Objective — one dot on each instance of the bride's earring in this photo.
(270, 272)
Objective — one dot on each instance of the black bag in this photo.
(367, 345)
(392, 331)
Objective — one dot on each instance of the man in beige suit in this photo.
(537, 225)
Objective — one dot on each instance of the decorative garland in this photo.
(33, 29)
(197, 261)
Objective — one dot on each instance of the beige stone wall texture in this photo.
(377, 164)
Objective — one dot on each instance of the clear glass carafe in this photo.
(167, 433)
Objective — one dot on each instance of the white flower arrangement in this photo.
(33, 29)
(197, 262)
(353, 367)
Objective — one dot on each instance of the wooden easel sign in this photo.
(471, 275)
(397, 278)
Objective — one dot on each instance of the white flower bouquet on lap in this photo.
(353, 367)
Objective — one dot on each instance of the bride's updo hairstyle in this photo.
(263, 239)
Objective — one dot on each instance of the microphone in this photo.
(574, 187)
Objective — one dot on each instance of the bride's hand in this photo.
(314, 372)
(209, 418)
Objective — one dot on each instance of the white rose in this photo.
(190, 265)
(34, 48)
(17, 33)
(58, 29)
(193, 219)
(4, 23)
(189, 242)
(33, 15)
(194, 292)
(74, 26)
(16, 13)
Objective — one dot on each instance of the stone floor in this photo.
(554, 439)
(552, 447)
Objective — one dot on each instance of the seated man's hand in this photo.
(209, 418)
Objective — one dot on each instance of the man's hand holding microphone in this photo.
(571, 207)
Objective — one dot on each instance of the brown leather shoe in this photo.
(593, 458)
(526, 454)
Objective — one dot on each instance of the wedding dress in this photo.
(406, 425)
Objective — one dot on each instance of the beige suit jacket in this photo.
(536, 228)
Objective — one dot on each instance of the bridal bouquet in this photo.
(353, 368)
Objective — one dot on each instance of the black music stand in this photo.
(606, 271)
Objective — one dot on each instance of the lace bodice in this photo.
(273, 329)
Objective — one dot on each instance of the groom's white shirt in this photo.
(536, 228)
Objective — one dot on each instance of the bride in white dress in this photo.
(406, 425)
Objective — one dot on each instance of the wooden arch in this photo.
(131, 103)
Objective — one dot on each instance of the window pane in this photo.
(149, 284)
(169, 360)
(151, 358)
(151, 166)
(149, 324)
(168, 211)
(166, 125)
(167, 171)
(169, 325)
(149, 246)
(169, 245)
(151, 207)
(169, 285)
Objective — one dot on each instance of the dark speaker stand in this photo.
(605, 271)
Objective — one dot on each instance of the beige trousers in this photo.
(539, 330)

- - - - - - -

WHAT THE TASK REQUIRES - Start at the line containing "Objective — one dot on each instance of the bridal". Repeat it and each line after it, word for word, to the end of the records.

ANSWER TO THE EXERCISE -
Objective — one dot on each instance of the bridal bouquet in this photo.
(353, 368)
Objective — one dot on each instance of the black music stand in this photo.
(606, 271)
Objective — one dot on each instance of the lace bodice in this photo.
(273, 329)
Objective — one dot on each instance of the groom's white shirt in this photo.
(536, 228)
Objective — one dot on each instance of the bride in white dress in this photo.
(406, 425)
Objective — one dot on each instance of the wooden arch in this photo.
(131, 103)
Objective — one dot on each instance of the window pane in this photo.
(149, 284)
(169, 360)
(151, 358)
(151, 166)
(149, 324)
(168, 211)
(166, 125)
(167, 171)
(169, 325)
(149, 246)
(169, 245)
(151, 207)
(169, 285)
Objective — one dot on each instance of the dark speaker stand in this photo.
(605, 271)
Objective — one dot on each instance of the beige trousers in this photo.
(539, 330)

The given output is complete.